AUFGABE:
Gib die Zeilen unverändert aus, beginnend am Anfang der Einträge und endend mit der Zeile, die "[[283, 209]]" enthält, beide eingeschlossen.

Datensätze
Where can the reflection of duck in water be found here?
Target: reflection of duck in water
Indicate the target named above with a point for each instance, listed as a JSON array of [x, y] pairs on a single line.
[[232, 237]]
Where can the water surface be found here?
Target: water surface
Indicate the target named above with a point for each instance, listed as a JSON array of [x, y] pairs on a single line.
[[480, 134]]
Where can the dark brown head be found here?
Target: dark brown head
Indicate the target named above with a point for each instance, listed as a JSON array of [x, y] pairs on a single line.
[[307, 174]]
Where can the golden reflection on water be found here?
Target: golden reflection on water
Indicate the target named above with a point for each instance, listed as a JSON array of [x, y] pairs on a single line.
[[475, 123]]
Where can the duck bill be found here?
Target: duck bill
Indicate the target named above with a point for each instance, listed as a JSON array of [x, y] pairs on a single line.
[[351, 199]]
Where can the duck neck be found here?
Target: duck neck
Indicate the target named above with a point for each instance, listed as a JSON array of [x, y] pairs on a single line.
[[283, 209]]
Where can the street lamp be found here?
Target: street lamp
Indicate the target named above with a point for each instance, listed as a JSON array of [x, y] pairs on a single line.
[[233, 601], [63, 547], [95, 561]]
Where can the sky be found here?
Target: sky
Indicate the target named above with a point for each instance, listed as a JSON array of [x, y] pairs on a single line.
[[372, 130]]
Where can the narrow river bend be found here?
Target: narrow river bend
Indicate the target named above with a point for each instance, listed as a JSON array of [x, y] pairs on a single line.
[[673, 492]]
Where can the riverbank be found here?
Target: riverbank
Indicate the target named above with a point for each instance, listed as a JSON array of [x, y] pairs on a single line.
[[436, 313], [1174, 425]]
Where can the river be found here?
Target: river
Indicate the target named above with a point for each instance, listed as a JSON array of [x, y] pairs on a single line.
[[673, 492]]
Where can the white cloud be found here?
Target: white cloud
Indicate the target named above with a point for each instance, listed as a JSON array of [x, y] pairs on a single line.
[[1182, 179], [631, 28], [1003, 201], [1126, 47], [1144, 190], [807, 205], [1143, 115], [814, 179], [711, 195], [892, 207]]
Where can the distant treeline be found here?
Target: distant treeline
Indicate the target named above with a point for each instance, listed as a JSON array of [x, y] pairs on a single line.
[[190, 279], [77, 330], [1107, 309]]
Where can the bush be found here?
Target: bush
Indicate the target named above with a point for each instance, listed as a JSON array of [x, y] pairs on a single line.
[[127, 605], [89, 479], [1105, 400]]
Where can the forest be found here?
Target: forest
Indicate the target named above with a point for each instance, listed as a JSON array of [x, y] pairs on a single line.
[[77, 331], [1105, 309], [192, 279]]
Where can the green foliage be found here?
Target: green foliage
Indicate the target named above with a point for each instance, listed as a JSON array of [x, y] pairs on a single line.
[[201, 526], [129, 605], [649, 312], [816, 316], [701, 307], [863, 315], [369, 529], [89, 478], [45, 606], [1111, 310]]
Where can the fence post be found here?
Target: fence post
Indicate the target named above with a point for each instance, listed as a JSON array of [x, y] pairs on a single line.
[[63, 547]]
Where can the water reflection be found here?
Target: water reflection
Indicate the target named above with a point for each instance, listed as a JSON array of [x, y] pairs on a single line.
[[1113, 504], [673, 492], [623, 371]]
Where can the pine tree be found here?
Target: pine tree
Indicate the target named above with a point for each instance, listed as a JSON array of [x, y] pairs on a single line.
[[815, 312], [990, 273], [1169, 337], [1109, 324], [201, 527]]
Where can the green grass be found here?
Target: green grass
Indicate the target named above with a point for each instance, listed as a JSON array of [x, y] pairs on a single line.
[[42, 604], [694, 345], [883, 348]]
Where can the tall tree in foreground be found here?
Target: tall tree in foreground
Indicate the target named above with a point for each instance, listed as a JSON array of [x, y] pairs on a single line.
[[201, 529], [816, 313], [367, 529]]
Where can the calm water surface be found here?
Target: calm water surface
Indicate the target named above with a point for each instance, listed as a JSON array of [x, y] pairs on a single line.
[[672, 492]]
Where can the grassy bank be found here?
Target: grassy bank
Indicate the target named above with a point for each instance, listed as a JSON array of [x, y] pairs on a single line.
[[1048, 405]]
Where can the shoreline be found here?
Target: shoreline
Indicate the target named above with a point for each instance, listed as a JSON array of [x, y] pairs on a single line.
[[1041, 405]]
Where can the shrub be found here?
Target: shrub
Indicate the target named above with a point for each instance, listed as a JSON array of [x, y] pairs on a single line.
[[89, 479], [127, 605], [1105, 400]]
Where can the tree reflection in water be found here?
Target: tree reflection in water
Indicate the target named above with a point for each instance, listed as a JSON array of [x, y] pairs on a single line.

GELÖSTE AUFGABE:
Where can the reflection of duck in water be found here?
Target: reflection of duck in water
Indicate the target named above with a point for each instance, listed as a JSON array of [x, y] pairs on a single line.
[[232, 237]]
Where can the water surface be found here?
Target: water surface
Indicate the target named above with a point for each instance, listed as a JSON array of [x, y] pairs on a single line.
[[480, 134]]
Where can the dark brown head be found here?
Target: dark brown head
Indicate the target named above with a point for each instance, listed as a JSON array of [x, y] pairs on a single line.
[[307, 174]]
Where can the golden reflection on water be found here?
Target: golden reflection on water
Indicate the target named above with a point for each instance, listed as a JSON array of [x, y] pairs on a single line.
[[475, 123]]
Where can the duck bill be found here?
Target: duck bill
Indicate the target named above with a point for each instance, listed as a JSON array of [x, y] pairs on a single line.
[[351, 199]]
Where can the duck neck be found here?
Target: duck neck
Indicate the target named above with a point for each instance, listed as a JSON array of [x, y] pairs on a single line.
[[283, 209]]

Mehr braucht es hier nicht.